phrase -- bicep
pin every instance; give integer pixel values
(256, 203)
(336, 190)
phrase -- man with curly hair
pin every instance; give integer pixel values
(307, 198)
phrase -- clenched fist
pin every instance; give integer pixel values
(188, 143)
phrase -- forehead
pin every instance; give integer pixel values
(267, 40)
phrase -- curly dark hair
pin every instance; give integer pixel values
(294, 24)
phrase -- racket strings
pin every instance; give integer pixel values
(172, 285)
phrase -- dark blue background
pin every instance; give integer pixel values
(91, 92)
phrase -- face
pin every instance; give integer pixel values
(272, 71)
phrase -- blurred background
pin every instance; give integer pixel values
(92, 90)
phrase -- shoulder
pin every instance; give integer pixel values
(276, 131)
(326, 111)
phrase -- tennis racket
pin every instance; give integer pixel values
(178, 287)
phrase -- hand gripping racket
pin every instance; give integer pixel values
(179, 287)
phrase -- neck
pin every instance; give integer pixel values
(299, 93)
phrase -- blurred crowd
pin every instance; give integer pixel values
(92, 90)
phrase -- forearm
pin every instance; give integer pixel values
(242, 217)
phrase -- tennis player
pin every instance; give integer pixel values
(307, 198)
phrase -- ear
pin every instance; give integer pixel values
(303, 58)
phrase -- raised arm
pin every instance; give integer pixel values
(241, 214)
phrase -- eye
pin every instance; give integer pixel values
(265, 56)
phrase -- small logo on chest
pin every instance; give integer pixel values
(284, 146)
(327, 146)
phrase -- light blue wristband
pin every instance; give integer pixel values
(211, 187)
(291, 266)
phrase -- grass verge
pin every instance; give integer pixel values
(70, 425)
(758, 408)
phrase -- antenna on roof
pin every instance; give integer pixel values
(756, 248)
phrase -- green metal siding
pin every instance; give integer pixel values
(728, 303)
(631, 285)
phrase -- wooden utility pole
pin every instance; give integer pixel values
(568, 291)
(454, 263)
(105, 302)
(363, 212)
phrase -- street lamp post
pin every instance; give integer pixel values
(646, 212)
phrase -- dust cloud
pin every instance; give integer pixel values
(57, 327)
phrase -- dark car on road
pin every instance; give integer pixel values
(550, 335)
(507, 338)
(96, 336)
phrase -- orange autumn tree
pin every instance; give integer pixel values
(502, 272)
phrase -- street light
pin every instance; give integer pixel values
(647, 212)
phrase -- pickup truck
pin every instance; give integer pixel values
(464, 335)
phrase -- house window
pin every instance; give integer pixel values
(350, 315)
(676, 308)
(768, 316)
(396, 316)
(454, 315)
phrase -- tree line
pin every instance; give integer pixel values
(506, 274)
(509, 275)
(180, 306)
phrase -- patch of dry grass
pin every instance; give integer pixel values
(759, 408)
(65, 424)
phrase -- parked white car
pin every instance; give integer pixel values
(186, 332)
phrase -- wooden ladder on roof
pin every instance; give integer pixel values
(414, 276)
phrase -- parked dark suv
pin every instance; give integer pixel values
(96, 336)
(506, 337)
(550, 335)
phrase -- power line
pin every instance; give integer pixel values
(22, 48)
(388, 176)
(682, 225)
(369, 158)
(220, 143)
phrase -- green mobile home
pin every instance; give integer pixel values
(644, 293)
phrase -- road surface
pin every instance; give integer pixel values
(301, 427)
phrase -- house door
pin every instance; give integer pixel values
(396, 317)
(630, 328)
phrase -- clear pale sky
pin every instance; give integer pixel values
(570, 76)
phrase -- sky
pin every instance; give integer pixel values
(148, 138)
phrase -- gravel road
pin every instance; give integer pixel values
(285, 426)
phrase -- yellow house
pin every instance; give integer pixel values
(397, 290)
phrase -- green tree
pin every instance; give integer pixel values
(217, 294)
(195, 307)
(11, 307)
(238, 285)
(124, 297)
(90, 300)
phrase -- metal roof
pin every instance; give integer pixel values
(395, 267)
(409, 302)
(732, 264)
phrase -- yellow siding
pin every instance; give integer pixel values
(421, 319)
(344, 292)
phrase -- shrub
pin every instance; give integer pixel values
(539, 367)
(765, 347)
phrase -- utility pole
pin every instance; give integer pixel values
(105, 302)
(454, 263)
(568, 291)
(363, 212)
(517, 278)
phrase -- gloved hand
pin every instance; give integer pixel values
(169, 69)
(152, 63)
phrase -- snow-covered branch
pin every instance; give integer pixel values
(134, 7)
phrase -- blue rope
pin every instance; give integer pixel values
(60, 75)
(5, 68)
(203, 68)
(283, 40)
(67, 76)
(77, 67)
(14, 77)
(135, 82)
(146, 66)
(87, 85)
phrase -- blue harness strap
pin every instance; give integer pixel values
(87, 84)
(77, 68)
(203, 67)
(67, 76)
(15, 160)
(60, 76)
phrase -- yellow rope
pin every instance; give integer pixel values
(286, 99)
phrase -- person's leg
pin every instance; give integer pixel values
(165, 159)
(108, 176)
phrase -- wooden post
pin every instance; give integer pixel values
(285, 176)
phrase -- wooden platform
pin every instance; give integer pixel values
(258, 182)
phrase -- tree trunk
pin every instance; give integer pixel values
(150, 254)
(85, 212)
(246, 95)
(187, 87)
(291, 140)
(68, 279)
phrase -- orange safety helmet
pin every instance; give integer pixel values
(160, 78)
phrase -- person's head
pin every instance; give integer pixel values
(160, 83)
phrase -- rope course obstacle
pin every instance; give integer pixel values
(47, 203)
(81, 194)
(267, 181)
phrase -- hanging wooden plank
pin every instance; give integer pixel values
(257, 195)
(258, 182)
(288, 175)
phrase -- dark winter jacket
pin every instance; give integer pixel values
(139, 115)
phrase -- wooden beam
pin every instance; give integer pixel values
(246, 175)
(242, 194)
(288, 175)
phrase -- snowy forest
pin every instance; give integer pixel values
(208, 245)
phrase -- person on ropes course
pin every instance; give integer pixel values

Exercise instructions:
Would you count the lines in the data that include the word "utility" and reply with only the number?

Solution:
2